Coordinate annotation records
BEGIN
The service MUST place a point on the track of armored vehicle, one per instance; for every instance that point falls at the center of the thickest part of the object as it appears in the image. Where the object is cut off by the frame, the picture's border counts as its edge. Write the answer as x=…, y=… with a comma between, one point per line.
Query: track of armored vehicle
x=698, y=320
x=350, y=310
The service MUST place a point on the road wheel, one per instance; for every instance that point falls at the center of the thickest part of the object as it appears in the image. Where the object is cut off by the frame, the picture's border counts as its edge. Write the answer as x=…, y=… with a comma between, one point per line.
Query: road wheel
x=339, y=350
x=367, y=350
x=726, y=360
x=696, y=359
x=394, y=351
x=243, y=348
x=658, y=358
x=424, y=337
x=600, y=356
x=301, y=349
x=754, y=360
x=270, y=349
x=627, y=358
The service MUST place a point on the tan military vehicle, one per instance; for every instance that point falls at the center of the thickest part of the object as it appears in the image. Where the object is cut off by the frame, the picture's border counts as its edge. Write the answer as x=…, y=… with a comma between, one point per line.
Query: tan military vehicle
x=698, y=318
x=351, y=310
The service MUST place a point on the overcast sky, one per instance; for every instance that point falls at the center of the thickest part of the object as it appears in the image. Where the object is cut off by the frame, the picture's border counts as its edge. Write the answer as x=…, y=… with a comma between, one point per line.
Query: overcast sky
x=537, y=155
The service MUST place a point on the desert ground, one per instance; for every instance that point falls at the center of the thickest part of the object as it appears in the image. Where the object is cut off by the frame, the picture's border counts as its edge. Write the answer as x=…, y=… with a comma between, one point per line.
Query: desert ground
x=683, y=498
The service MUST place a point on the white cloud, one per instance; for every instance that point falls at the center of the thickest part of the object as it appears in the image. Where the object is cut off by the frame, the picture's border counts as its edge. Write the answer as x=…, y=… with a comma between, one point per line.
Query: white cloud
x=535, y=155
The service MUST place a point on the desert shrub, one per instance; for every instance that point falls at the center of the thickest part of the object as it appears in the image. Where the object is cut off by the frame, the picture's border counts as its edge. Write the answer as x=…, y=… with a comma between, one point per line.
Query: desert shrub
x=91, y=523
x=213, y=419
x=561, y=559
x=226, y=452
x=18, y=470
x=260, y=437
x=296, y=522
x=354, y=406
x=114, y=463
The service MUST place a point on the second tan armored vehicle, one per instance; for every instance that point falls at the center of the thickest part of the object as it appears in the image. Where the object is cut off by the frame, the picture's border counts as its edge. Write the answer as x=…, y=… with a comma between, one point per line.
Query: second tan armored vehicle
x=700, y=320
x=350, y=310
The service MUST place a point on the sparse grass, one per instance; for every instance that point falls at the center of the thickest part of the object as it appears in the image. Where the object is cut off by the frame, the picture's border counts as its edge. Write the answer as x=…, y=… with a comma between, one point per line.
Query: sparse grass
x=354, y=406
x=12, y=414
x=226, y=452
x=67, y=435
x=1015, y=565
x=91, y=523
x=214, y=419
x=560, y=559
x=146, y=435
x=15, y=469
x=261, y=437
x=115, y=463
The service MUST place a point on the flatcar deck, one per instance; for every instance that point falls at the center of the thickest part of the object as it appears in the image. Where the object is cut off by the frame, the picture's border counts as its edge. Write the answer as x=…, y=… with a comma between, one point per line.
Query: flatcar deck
END
**SHORT PROBLEM:** Type out the material again exactly as presented.

**RESULT FOR THIS TASK:**
The service MUST place a point on the track of armored vehicle, one per instance; for every instance that point falls at the center of the thickest part of the object as it appears in the image. Where the object is cut off by the frame, the picture's border counts as its edge. Write the answer as x=…, y=… with a comma between, one point per line.
Query: track of armored vehicle
x=698, y=320
x=350, y=310
The service MUST place a point on the road wheel, one per instance; for every instance that point falls at the center of the thickest part of the object as it appears in the image. Where the object is cut off by the frame, the picture's border counts as its edge. Write the answer as x=…, y=… with a comma between, one point per line.
Query: road wheel
x=339, y=350
x=367, y=350
x=726, y=360
x=696, y=359
x=394, y=351
x=243, y=348
x=658, y=358
x=424, y=337
x=600, y=356
x=301, y=349
x=754, y=360
x=270, y=349
x=627, y=358
The service MUST place a point on the tan military vehicle, one per instance; for every instance that point falls at the center of the thickest part of the object as it appears in the image. Where the object is cut off by the frame, the picture's border counts as its edge. Write the answer as x=…, y=… with a comma between, one point per line.
Query: tan military vehicle
x=698, y=318
x=351, y=310
The service MUST place a point on the overcast sky, one per instance; for every instance that point falls at the center of the thickest part of the object as it appears in the image. Where the object is cut off by the frame, the picture's border counts as its edge. Write the answer as x=…, y=… with a comma between, one point per line.
Query: overcast sky
x=537, y=155
The service MUST place a point on the desert ground, one per instance; for every instance that point falls at the center of the thickest part of the object as it appears in the image. Where the object is cut off by the frame, the picture's border counts as its edge. Write the answer as x=…, y=… with a comma between, one point per line.
Query: desert ground
x=683, y=498
The service MUST place a point on the white cloud, one per instance; for every instance that point falls at the center of the thickest part of the object as it appears in the image. Where the object is cut off by the frame, the picture's border counts as its edge. Write the answer as x=…, y=… with a comma between, one point per line.
Query: white cloud
x=535, y=155
The service MUST place a point on the desert shrub, one per instance; for every instance that point falls at the center of the thickest part of the object as it appears in the image. Where the object is cut off by the frame, the picture's border counts as its edge. Write the answer as x=…, y=… with a comma between, one point per line.
Query: desert shrub
x=91, y=523
x=213, y=419
x=561, y=559
x=226, y=452
x=18, y=470
x=260, y=437
x=296, y=522
x=354, y=406
x=114, y=463
The service MUST place a point on the second tan armored vehicle, one per instance; for every instance that point falls at the center of the thickest part of the object as it appears in the image. Where the object is cut off by the frame, the picture's border counts as its edge. Write the answer as x=…, y=… with a comma between, one point per line.
Query: second tan armored vehicle
x=700, y=320
x=350, y=310
The service MUST place a point on the sparse grass, one per instance; for every instance that point falls at the center of the thickest part of the object as it appears in the image. Where the object is cut off by the frame, the picture's border counts as its edge. Write the answer as x=…, y=… with a comma between, one point per line.
Query: sparse grass
x=354, y=406
x=12, y=414
x=226, y=452
x=67, y=435
x=1015, y=565
x=91, y=523
x=214, y=419
x=560, y=559
x=146, y=435
x=15, y=469
x=261, y=437
x=115, y=463
The service MUST place a point on the flatcar deck, one per instance; for every instance that point falls at the center of the thickest part of the object as it appears in the image. Where the object is cut off by the frame, the picture's border counts as its edge. Write the answer as x=…, y=… with a comma between, one point per line.
Query: flatcar deck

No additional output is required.